Source data:

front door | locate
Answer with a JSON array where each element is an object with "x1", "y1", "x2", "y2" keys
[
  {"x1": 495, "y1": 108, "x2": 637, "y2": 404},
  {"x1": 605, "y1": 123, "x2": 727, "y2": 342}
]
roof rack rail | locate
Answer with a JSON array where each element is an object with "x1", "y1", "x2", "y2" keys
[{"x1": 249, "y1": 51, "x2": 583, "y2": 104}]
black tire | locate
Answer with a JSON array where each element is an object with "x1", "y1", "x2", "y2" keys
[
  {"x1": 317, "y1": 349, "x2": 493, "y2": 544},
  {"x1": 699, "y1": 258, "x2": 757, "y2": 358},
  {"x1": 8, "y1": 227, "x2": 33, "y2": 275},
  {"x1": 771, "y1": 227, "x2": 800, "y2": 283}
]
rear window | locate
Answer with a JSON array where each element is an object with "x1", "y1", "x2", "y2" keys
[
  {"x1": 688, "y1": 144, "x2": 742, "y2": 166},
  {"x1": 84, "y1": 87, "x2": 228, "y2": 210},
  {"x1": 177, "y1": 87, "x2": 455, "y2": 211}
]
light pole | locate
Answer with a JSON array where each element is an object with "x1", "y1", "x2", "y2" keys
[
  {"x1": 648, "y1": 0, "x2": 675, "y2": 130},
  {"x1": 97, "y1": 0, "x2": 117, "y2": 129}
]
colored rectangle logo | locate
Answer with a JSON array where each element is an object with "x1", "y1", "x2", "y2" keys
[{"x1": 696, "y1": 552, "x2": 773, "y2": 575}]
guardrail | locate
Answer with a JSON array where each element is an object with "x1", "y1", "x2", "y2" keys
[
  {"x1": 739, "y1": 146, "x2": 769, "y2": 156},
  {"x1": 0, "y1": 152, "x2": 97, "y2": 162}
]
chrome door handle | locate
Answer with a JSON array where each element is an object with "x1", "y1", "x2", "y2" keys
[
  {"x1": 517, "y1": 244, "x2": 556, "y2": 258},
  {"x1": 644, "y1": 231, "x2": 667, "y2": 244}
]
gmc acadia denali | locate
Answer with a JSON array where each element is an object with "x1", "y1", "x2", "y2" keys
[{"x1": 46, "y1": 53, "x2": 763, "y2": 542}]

*Work to complete:* Rewrite every row above, replacing "locate" with "detect" wherever it occurs and leaving everything else unchanged.

*Exercise result:*
front door | detect
Answer with a JSON array where each element is an object with "x1", "y1", "x2", "y2" keys
[
  {"x1": 495, "y1": 108, "x2": 637, "y2": 404},
  {"x1": 605, "y1": 123, "x2": 727, "y2": 342}
]
roof rack rail | detect
Answer with a JSON array where each element is an object with "x1", "y1", "x2", "y2" keys
[{"x1": 249, "y1": 51, "x2": 583, "y2": 104}]
black tire | detect
Answer with a JSON array where each element is an object with "x1", "y1", "x2", "y2" keys
[
  {"x1": 317, "y1": 349, "x2": 493, "y2": 544},
  {"x1": 699, "y1": 258, "x2": 757, "y2": 358},
  {"x1": 8, "y1": 227, "x2": 33, "y2": 275},
  {"x1": 771, "y1": 227, "x2": 800, "y2": 283}
]
rear window | detect
Answer with a JSON array where each element is an object with "x1", "y1", "x2", "y2" keys
[
  {"x1": 688, "y1": 144, "x2": 742, "y2": 166},
  {"x1": 84, "y1": 87, "x2": 228, "y2": 210},
  {"x1": 177, "y1": 87, "x2": 455, "y2": 211}
]
light pole | detect
Answer with a JSON array where each element is an object with "x1", "y1", "x2", "y2" keys
[
  {"x1": 648, "y1": 0, "x2": 675, "y2": 130},
  {"x1": 97, "y1": 0, "x2": 117, "y2": 129}
]
colored rectangle logo | detect
Answer with a JSON array where each element is an object with "x1", "y1", "x2", "y2" keys
[{"x1": 696, "y1": 552, "x2": 773, "y2": 575}]
guardrail | detect
Answer with a JSON array where each element is an object with "x1", "y1", "x2", "y2" keys
[
  {"x1": 739, "y1": 146, "x2": 769, "y2": 156},
  {"x1": 0, "y1": 152, "x2": 97, "y2": 162}
]
chrome door handle | detect
Answer with a JSON array where each element is an object with "x1", "y1", "x2", "y2" keys
[
  {"x1": 517, "y1": 244, "x2": 556, "y2": 258},
  {"x1": 644, "y1": 231, "x2": 667, "y2": 244}
]
gmc acadia denali | detect
Answer with a JSON array where each element is an object with "x1", "y1", "x2", "y2" keys
[{"x1": 46, "y1": 53, "x2": 763, "y2": 542}]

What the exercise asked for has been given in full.